-- Passage --
Sir Henry Letheby Tidy

Sir Henry Letheby Tidy (Avatar)

1877-1960

Vol V

Pg 414

Sir Henry Letheby Tidy

1877-1960

Vol V

Pg 414

b.28 October 1877 d.3 June 1960

KBE(1943) MA Oxon(1905) BM ChB Oxon(1905) DM Oxon(1911) Hon LLD Belf(1948) MRCS LRCP(1906) MRCP(1908) FRCP(1919)

Henry Tidy was the only son of the distinguished Dr Charles Meymott Tidy, professor of chemistry, medical jurisprudence and public health at the London Hospital. He was educated at Winchester, where he was not very happy, at New College, Oxford, and the London Hospital, where he gained scholarships in medicine and pathology that led to the award of the Gillson research scholarship of the Society of Apothecaries. Following resident appointments up to that of registrar at the London Hospital he did post-graduate study at Freiberg and Berlin, and returned to the London as clinical pathologist.

In the First World War he held the rank of major, R.A.M.C.; his work with H. M. J. Perry on an epidemic of B. aertrycke was published in a Special Report of the Medical Research Committee (No. 24, 1919). In 1919 he joined the staff of St. Thomas’s Hospital, resigning his earlier appointments of physician to the Poplar and Royal Northern Hospitals, and, as ‘more St. Thomas’s than a St. Thomas’s man’, soon showed marked ability as a teacher and consultant.

In the inter-war years he maintained his interest in military medicine as honorary consultant to the Queen Alexandra Hospital, Millbank, and in consequence was gazetted as a colonel, R.A.M.C., and served as consultant to the Army at home from 1940 to 1942, which necessitated his retirement from the office of dean of St. Thomas’s Medical School. From 1942 he presided over the Inter-Allied Medical Conferences at the Royal Society of Medicine with zeal and enthusiasm that merited his knighthood in 1943. Other honours followed: in 1947, Commander, Legion of Merit, U.S.A., in 1948, Order of the White Lion, Czechoslovakia, Grand Officer of the Order of Orange Nassau, and an honorary LL.D of Queen’s University, Belfast.

He continued active work; every winter from 1946 to 1951 he was visiting professor to the University of Cairo, where he had a large consulting practice. For this he was well prepared, for he had been a constant supporter of the Association of Physicians, British Society of Gastroenterology and Royal Society of Medicine. At the College he had been examiner, Censor (1934-5, 1942), Registrar (1938-41), Lumleian lecturer in 1934, and representative on the General Medical Council from 1939 to 1944. For the King Edward’s Hospital Fund for London he had been a visitor from 1929, and later a member of its Economy Committee, of its council, and finally of its committee that developed the Convalescent Homes’ Scheme.

-- The data --
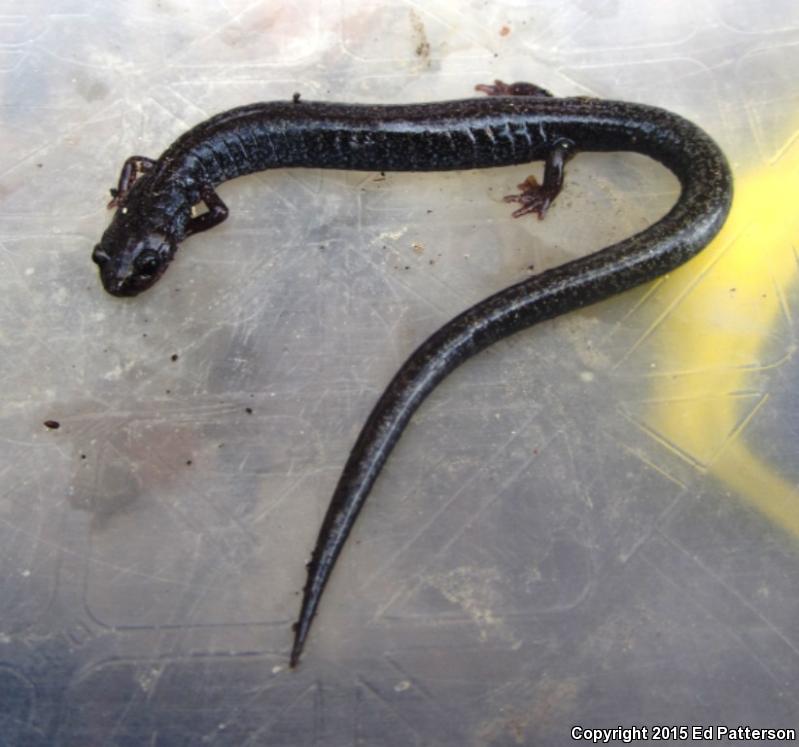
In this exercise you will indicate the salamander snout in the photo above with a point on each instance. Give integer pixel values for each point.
(131, 265)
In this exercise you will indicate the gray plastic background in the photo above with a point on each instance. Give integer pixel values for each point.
(541, 551)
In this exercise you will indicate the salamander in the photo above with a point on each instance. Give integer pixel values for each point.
(514, 124)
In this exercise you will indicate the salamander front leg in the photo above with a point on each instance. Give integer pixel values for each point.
(132, 169)
(535, 197)
(216, 213)
(512, 89)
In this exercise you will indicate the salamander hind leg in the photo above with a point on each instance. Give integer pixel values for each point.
(535, 197)
(216, 213)
(132, 169)
(499, 88)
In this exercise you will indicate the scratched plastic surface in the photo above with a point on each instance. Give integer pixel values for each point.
(593, 523)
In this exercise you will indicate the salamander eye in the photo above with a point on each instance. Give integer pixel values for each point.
(148, 262)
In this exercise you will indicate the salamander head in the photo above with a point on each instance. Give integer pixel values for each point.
(132, 261)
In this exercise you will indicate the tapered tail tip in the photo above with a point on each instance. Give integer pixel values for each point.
(300, 631)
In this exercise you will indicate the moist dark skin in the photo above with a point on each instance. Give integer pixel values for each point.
(517, 123)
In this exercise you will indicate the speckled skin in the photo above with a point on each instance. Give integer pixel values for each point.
(155, 216)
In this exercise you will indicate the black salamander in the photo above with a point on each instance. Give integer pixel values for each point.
(517, 123)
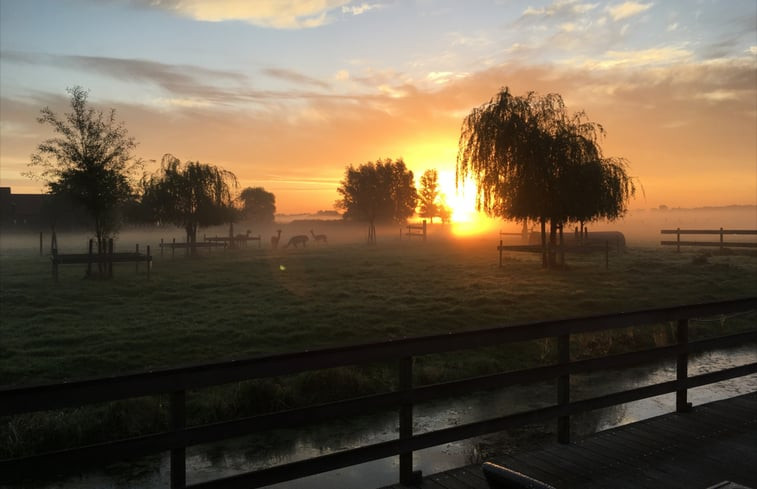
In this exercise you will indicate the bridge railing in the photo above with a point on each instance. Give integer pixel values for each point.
(177, 381)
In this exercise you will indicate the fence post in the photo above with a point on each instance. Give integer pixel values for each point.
(89, 258)
(54, 254)
(110, 257)
(678, 240)
(607, 255)
(407, 475)
(178, 454)
(721, 240)
(563, 388)
(682, 364)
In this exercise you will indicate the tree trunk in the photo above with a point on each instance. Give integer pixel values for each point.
(544, 254)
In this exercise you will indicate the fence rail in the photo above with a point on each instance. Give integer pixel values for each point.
(176, 381)
(704, 232)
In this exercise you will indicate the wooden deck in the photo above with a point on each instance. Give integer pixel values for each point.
(713, 443)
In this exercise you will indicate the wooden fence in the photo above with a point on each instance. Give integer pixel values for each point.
(102, 258)
(176, 382)
(720, 232)
(416, 231)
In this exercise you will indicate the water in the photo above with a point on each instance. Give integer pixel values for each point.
(238, 456)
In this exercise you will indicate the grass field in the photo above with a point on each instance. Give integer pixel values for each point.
(252, 301)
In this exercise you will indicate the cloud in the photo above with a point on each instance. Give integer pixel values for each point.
(185, 80)
(664, 117)
(278, 14)
(295, 77)
(560, 9)
(627, 9)
(360, 9)
(636, 58)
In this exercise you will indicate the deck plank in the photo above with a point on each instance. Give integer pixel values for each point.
(713, 443)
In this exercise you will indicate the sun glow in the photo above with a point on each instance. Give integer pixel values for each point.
(461, 199)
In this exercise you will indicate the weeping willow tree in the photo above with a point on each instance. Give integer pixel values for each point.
(532, 159)
(189, 195)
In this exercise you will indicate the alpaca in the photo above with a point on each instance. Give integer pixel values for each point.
(296, 240)
(319, 237)
(242, 238)
(275, 239)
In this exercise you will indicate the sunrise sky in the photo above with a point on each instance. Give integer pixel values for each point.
(286, 94)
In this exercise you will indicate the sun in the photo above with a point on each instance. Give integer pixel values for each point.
(461, 199)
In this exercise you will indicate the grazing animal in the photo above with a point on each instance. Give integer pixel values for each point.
(319, 237)
(242, 238)
(275, 239)
(297, 240)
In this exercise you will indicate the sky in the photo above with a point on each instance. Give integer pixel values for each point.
(286, 94)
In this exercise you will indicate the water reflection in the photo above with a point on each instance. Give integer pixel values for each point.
(249, 453)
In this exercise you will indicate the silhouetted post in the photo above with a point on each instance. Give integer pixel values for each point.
(407, 475)
(89, 258)
(178, 455)
(54, 254)
(678, 240)
(721, 240)
(682, 364)
(110, 258)
(563, 388)
(607, 255)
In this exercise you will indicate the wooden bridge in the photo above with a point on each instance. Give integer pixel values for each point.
(713, 446)
(175, 382)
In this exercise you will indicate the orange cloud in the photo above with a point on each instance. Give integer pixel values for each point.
(688, 130)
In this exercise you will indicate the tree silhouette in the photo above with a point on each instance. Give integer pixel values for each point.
(381, 191)
(190, 195)
(533, 160)
(429, 194)
(258, 205)
(89, 162)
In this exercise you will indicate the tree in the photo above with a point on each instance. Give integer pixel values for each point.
(89, 162)
(381, 191)
(189, 195)
(429, 194)
(533, 160)
(258, 205)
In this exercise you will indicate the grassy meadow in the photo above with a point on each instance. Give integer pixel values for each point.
(252, 301)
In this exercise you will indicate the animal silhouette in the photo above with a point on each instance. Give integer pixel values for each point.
(242, 238)
(297, 240)
(319, 238)
(275, 239)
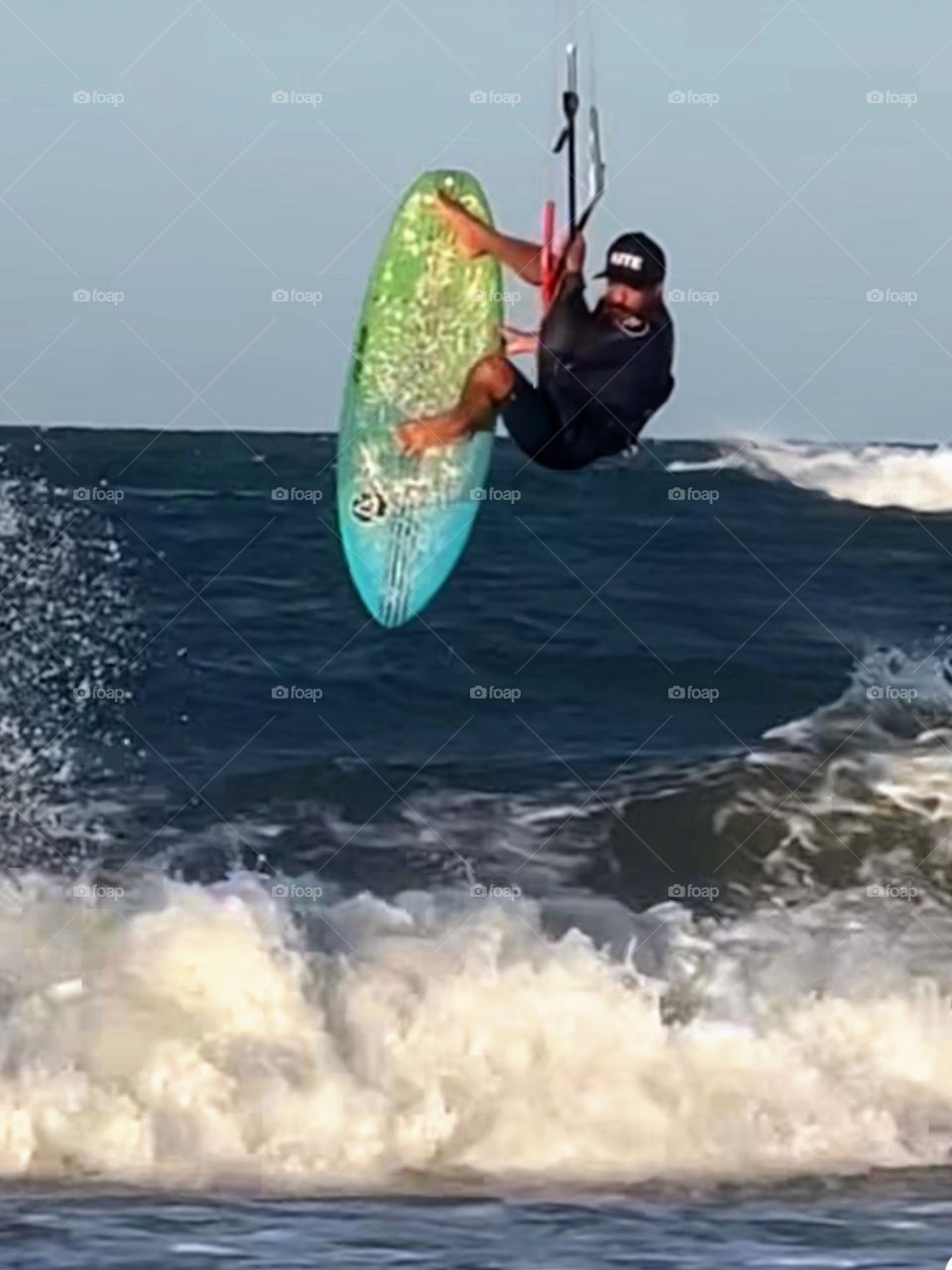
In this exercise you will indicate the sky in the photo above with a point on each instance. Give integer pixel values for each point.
(793, 158)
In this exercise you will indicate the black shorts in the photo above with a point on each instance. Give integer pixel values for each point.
(535, 423)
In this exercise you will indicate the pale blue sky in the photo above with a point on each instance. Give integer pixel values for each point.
(789, 197)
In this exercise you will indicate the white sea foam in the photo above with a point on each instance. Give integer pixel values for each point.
(208, 1043)
(916, 479)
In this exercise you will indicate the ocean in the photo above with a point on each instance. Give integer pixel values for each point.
(602, 917)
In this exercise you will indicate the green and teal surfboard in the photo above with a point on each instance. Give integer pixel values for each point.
(428, 316)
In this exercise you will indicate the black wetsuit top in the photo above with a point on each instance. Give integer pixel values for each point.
(599, 381)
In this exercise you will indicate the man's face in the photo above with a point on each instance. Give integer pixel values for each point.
(630, 302)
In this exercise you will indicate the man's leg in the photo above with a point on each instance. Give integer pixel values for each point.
(475, 238)
(488, 385)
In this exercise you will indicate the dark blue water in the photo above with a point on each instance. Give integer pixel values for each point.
(598, 917)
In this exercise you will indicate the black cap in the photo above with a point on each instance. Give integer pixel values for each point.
(636, 261)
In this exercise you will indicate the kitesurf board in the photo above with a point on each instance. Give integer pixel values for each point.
(428, 316)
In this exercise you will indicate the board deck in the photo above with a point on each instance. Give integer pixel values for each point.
(428, 316)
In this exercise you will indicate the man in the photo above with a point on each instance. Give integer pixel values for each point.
(602, 373)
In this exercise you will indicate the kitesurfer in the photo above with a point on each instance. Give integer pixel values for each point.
(602, 372)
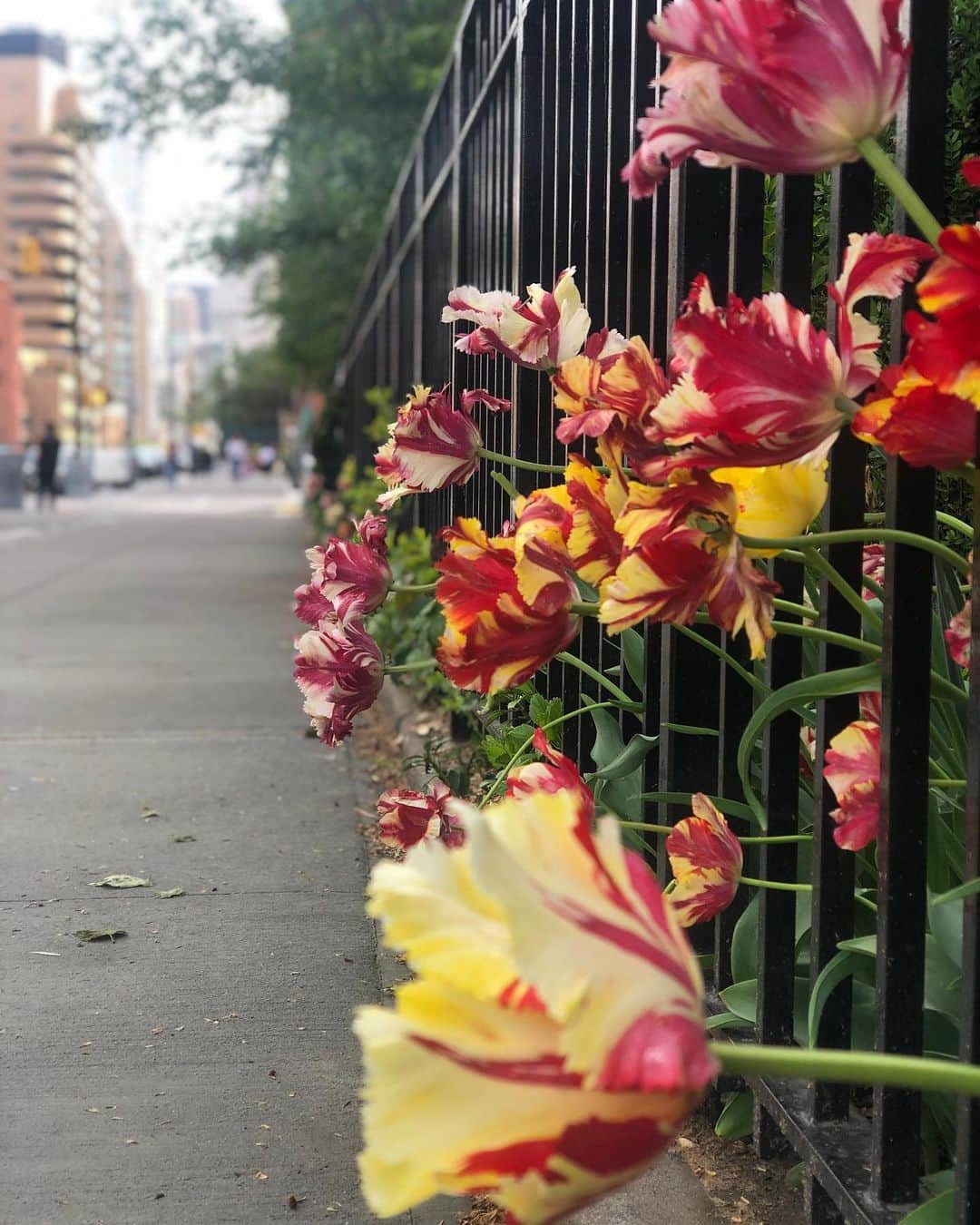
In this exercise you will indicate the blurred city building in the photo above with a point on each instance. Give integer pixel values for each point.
(13, 405)
(83, 347)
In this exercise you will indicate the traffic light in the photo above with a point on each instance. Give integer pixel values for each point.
(97, 397)
(28, 256)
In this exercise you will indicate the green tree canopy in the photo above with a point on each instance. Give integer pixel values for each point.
(352, 79)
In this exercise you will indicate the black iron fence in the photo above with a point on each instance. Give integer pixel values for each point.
(516, 175)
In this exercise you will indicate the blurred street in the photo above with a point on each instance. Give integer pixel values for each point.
(201, 1067)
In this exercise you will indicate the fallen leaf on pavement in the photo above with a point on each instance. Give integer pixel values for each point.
(90, 934)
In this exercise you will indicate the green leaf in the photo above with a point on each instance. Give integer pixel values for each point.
(735, 1120)
(962, 891)
(942, 1180)
(723, 1021)
(740, 997)
(937, 1210)
(946, 924)
(634, 657)
(88, 934)
(810, 689)
(745, 944)
(631, 757)
(941, 993)
(608, 739)
(840, 966)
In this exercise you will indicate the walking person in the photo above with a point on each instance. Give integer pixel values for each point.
(169, 465)
(48, 466)
(235, 452)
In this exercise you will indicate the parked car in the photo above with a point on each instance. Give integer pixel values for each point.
(113, 466)
(149, 458)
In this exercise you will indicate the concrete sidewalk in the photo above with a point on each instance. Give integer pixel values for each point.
(200, 1068)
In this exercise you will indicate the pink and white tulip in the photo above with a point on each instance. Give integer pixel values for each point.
(348, 580)
(339, 671)
(759, 384)
(546, 328)
(407, 818)
(430, 445)
(783, 86)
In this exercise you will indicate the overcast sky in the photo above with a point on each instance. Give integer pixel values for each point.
(182, 177)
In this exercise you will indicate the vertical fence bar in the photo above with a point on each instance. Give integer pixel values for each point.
(780, 741)
(699, 231)
(745, 279)
(910, 497)
(966, 1207)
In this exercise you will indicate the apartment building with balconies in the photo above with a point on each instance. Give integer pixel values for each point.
(75, 286)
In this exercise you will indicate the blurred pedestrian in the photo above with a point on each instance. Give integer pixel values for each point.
(169, 463)
(48, 466)
(237, 452)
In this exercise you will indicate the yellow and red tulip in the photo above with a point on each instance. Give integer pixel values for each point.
(494, 639)
(680, 554)
(553, 1042)
(706, 859)
(851, 769)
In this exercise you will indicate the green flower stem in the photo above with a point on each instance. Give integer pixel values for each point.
(848, 1067)
(419, 665)
(730, 808)
(667, 829)
(781, 886)
(951, 521)
(832, 636)
(900, 188)
(794, 887)
(749, 678)
(566, 657)
(833, 576)
(801, 610)
(524, 465)
(545, 727)
(412, 588)
(850, 535)
(776, 839)
(508, 487)
(690, 729)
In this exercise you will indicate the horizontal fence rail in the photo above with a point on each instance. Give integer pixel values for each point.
(516, 175)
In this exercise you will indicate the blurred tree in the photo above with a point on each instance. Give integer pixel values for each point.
(352, 79)
(245, 396)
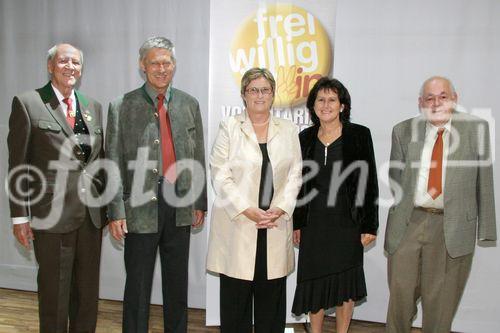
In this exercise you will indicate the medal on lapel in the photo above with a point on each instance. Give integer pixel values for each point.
(87, 115)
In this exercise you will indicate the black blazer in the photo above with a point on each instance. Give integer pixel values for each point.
(357, 146)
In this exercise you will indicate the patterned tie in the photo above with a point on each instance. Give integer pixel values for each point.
(435, 186)
(70, 114)
(167, 143)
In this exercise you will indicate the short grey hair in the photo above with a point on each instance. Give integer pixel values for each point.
(437, 77)
(156, 43)
(51, 53)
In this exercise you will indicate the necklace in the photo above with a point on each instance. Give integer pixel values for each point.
(333, 135)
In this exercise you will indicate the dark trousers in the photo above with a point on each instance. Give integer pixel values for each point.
(68, 279)
(269, 299)
(140, 258)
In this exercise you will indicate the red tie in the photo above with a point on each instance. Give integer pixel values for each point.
(167, 144)
(435, 186)
(70, 114)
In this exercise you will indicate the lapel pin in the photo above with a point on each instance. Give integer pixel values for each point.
(87, 116)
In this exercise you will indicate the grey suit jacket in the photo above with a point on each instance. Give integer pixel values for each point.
(38, 135)
(469, 203)
(133, 139)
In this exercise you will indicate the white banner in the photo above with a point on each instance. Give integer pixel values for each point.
(294, 40)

-- Exercise tasks --
A: Using the entry on Henry Letheby Tidy, decide whether each statement agrees with it. Give yes or no for each, with the exact words from the entry that decide it.
(i) Tidy was happy at Winchester.
(ii) Tidy joined the staff of St. Thomas's Hospital in 1919.
(iii) Tidy served as Registrar of the College from 1934 to 1935.
B: Answer from the entry on Henry Letheby Tidy:
(i) In which two cities did he do post-graduate study?
(ii) What rank did he hold in the First World War?
(iii) In what year was he Lumleian lecturer?
C: The entry on Henry Letheby Tidy names other honours that followed his knighthood. List every one of them.
Nothing in the records is used by any task.

-- Answers by item number --
A:
(i) No: "He was educated at Winchester, where he was not very happy"
(ii) Yes: "In 1919 he joined the staff of St. Thomas’s Hospital"
(iii) No: "Registrar (1938-41)"

B:
(i) Freiberg and Berlin
(ii) Major, R.A.M.C.
(iii) 1934

C:
- Commander, Legion of Merit, U.S.A. (1947)
- Order of the White Lion, Czechoslovakia (1948)
- Grand Officer of the Order of Orange Nassau (1948)
- Honorary LL.D of Queen's University, Belfast (1948)